The Social History of Mazars in West Bengal

Mazar of Makhdum Shah Baba (R.A.), Sian, Birbhum

Mazar of Akhi Serajuddin (R.A.), Sadullapur, Malda

Mazar of Hazrat Sayyid Shah Sufi Fateh Ali Waisi (R.A.), Manicktolla, Kolkata

Served as the Co-Principal Investigator for a major research initiative submitted to the Board of Auqaf, West Bengal, and funded by the Department of Minority Affairs and Madrasah Education, Government of West Bengal under the leadership of Dr. Abdul Matin, Assistant Professor at the Department of International Relations, Jadavpur University. The project focuses on documenting and analysing the social history, cultural significance, and architectural heritage of Mazars (Sufi shrines) across Bengal.

As a Research Fellow at Jadavpur University, I played a key role in conceptualising and developing this multidisciplinary project, which aims to study nearly 50 historically significant Mazars across districts including Kolkata, Murshidabad, Malda, Birbhum, Hooghly, North and South 24 Parganas, among others.

The research examines Mazars not merely as religious sites, but as living spaces of memory, spirituality, interfaith interaction, and community formation within Bengal’s pluralistic social fabric. Through archival research, ethnographic fieldwork, oral history collection, architectural analysis, and visual documentation, the project seeks to preserve and critically map the overlooked heritage of Bengal’s Sufi traditions and devotional cultures.

My contribution to the project includes field research coordination, qualitative analysis, visual documentation, ethnographic engagement, and academic writing. The study particularly investigates the intersections between Sufi networks, local religious practices, migration histories, minority identity formation, and socio-political transformations in Eastern India.

A major outcome of the project will be a comprehensive illustrated coffee table publication featuring high-resolution photographic documentation and analytical narratives on selected Mazars of West Bengal. The initiative also aims to contribute to long-term heritage preservation efforts and create an important archival resource for scholars, researchers, policymakers, and cultural institutions interested in South Asian Islam, sacred geography, and vernacular religious traditions.

Research Themes
  • Social History of Mazars in Bengal

  • Sufi Traditions and Devotional Islam

  • Islamic Architectural Heritage

  • Minority Studies and Cultural Memory

  • Sacred Geography and Syncretic Traditions

  • Oral Histories and Ethnographic Documentation

  • Heritage Preservation in Eastern India

 
Academic Significance

This project addresses a significant gap in existing scholarship by documenting lesser-studied Mazars and analysing their evolving socio-cultural role in contemporary Bengal. It contributes to broader academic conversations on religion, identity, memory, vernacular Islam, and community histories in South Asia, positioning the work within interdisciplinary research in political sociology, cultural studies, religious studies, and heritage documentation.

→ DATA ENTRIES:
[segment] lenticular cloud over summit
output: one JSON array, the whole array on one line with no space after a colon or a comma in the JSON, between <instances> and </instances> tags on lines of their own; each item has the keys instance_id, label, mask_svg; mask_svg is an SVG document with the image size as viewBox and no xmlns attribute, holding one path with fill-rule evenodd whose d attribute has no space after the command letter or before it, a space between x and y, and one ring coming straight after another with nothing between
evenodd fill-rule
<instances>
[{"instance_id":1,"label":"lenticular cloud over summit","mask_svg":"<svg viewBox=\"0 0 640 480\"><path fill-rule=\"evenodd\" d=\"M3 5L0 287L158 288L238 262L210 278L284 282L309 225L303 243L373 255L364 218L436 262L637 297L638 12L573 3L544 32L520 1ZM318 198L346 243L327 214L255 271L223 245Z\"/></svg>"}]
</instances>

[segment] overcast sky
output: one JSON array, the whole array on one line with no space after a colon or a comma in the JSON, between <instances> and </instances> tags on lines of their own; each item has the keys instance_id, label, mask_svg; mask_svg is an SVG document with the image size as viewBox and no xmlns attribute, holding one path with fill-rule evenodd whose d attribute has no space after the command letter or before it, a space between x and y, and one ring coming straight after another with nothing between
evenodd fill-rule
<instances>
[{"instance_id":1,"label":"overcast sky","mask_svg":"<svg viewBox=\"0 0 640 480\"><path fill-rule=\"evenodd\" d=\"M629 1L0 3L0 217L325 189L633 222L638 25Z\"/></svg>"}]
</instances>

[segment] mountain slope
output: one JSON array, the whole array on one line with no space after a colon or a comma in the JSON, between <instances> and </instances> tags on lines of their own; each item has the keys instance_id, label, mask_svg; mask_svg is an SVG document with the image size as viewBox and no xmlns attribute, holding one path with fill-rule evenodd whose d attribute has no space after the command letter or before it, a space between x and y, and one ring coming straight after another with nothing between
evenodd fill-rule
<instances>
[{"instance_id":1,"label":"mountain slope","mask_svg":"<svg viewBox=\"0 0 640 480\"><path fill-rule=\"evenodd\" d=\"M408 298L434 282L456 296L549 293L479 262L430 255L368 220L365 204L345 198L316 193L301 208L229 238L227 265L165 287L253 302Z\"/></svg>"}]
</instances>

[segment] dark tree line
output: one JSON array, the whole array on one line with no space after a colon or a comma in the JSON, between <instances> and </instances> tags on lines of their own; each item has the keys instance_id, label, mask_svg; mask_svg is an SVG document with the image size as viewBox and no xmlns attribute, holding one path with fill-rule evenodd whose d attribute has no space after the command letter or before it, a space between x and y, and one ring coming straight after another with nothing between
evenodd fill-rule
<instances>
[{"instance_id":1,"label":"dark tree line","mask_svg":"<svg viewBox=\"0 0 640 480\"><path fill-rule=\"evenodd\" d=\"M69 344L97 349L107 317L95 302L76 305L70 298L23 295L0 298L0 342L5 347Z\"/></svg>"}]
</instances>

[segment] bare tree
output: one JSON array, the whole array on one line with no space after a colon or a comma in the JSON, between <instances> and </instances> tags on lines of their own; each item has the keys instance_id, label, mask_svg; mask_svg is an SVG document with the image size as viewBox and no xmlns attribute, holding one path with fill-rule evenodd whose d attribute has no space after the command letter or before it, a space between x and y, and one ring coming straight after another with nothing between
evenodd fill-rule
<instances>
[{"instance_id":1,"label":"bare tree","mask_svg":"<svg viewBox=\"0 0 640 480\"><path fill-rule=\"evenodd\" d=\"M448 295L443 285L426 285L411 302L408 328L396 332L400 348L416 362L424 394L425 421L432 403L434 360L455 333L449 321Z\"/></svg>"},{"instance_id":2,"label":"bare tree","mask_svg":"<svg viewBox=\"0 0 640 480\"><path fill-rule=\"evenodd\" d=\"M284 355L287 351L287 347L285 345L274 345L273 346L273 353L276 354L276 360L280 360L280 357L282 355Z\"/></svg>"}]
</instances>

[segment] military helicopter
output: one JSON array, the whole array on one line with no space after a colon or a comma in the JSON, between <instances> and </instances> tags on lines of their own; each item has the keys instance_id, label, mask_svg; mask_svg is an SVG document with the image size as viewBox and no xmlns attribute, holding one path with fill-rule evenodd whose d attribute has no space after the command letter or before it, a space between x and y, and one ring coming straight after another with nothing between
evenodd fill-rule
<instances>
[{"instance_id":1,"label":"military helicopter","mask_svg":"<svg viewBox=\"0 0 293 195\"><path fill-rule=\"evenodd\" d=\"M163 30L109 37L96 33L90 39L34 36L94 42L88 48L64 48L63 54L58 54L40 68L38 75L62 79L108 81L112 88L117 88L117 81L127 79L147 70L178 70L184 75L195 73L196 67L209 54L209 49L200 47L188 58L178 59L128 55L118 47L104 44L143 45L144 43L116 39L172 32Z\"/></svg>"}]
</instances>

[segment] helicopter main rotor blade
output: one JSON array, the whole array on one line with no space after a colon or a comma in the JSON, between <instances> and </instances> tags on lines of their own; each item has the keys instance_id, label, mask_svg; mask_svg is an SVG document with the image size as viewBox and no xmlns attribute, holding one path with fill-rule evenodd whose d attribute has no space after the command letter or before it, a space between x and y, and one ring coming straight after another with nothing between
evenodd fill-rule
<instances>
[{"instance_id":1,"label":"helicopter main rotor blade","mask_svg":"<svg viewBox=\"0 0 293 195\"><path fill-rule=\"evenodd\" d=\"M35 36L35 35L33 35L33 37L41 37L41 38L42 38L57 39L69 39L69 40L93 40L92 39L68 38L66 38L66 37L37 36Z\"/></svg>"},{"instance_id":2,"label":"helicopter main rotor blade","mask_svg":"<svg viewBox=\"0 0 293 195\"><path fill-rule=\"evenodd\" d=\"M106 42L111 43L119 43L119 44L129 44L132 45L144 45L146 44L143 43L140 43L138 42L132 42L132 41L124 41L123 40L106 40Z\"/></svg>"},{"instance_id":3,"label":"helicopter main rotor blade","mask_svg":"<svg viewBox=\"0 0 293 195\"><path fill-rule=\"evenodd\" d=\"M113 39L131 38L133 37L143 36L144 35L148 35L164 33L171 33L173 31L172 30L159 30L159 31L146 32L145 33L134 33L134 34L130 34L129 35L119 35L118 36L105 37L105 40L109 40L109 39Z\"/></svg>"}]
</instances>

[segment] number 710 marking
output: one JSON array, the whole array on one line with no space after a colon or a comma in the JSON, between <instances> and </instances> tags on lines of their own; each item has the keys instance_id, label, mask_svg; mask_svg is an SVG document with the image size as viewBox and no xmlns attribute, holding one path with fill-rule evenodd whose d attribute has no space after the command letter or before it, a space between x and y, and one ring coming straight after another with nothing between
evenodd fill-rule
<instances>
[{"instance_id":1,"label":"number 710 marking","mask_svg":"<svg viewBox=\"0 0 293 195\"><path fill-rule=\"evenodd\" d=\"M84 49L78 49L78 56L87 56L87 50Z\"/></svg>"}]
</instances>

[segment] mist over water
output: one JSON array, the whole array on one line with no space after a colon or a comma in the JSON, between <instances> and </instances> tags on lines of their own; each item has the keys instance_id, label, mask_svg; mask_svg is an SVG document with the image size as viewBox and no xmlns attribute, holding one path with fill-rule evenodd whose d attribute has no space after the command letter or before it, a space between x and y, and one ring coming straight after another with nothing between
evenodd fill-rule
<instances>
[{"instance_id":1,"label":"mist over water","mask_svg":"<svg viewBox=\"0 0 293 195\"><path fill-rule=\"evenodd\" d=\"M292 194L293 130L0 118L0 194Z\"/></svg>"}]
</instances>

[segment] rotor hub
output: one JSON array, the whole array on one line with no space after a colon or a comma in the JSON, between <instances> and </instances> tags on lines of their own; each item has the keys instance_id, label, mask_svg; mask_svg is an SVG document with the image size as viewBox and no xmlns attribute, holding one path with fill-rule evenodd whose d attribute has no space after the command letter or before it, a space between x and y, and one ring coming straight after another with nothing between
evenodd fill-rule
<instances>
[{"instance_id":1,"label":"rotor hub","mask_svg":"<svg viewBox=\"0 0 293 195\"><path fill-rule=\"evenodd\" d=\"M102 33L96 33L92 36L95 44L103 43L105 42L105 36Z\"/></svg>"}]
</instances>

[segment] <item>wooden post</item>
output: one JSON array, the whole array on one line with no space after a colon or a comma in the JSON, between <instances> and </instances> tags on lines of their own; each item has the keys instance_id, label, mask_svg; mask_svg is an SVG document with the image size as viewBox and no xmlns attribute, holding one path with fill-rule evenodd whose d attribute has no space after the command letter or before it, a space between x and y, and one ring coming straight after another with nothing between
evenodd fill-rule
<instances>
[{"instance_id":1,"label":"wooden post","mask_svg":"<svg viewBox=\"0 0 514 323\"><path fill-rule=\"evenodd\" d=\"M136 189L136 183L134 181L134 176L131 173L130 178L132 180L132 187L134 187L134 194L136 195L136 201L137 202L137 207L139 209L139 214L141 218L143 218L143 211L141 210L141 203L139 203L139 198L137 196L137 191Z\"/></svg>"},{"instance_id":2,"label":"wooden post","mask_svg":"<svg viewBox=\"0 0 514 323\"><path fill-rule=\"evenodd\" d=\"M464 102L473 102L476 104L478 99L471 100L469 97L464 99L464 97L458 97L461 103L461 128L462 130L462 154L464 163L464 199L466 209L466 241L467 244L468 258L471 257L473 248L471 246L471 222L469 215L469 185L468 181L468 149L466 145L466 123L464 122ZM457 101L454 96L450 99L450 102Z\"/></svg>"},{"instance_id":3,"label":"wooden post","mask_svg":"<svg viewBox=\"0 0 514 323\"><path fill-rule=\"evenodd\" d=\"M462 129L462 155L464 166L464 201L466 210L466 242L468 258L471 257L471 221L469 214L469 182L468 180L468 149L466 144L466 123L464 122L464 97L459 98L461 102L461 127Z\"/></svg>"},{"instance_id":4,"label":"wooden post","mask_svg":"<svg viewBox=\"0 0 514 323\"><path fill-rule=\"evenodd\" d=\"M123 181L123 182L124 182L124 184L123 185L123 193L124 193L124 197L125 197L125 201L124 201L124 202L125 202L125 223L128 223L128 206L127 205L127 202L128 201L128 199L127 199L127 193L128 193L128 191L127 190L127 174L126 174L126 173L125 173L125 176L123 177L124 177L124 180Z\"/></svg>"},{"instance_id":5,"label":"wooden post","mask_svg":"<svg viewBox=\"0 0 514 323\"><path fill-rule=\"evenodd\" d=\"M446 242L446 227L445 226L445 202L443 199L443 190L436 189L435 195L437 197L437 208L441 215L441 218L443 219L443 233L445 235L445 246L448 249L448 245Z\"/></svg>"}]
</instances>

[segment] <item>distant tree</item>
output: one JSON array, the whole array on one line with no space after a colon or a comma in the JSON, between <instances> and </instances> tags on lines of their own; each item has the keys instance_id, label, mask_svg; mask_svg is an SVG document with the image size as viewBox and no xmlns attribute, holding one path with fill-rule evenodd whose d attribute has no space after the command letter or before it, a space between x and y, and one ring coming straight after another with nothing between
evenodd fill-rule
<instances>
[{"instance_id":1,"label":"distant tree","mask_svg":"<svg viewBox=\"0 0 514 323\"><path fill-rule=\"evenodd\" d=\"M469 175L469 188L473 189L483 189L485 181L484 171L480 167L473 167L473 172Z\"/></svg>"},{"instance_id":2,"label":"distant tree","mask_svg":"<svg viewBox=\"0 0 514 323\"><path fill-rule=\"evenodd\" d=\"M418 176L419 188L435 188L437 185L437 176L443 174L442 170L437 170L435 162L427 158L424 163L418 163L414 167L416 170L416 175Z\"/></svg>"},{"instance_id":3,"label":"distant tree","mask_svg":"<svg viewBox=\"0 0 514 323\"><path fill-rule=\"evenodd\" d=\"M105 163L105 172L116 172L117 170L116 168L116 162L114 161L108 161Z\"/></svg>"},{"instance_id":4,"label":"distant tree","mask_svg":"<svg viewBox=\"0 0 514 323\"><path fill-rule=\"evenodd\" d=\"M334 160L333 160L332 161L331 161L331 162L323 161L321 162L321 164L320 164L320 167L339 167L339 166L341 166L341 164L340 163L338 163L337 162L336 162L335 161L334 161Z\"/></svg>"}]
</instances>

→ TASK INSTRUCTIONS:
a) Reproduce the passage on Mazars in West Bengal, starting at "Served as the" and ending at "Parganas, among others.", substituting "interdisciplinary" for "multidisciplinary".
b) Pick out and copy each line of the entries that contains the string "cloud", matching case exactly.

→ ANSWERS TO EACH TASK:
a)
Served as the Co-Principal Investigator for a major research initiative submitted to the Board of Auqaf, West Bengal, and funded by the Department of Minority Affairs and Madrasah Education, Government of West Bengal under the leadership of Dr. Abdul Matin, Assistant Professor at the Department of International Relations, Jadavpur University. The project focuses on documenting and analysing the social history, cultural significance, and architectural heritage of Mazars (Sufi shrines) across Bengal.

As a Research Fellow at Jadavpur University, I played a key role in conceptualising and developing this interdisciplinary project, which aims to study nearly 50 historically significant Mazars across districts including Kolkata, Murshidabad, Malda, Birbhum, Hooghly, North and South 24 Parganas, among others.

b)
[segment] lenticular cloud over summit
[{"instance_id":1,"label":"lenticular cloud over summit","mask_svg":"<svg viewBox=\"0 0 640 480\"><path fill-rule=\"evenodd\" d=\"M3 5L0 287L158 288L238 262L210 278L284 282L309 225L303 243L373 255L364 218L436 262L637 297L638 12L573 3L544 32L520 1ZM318 198L346 243L327 214L255 271L223 245Z\"/></svg>"}]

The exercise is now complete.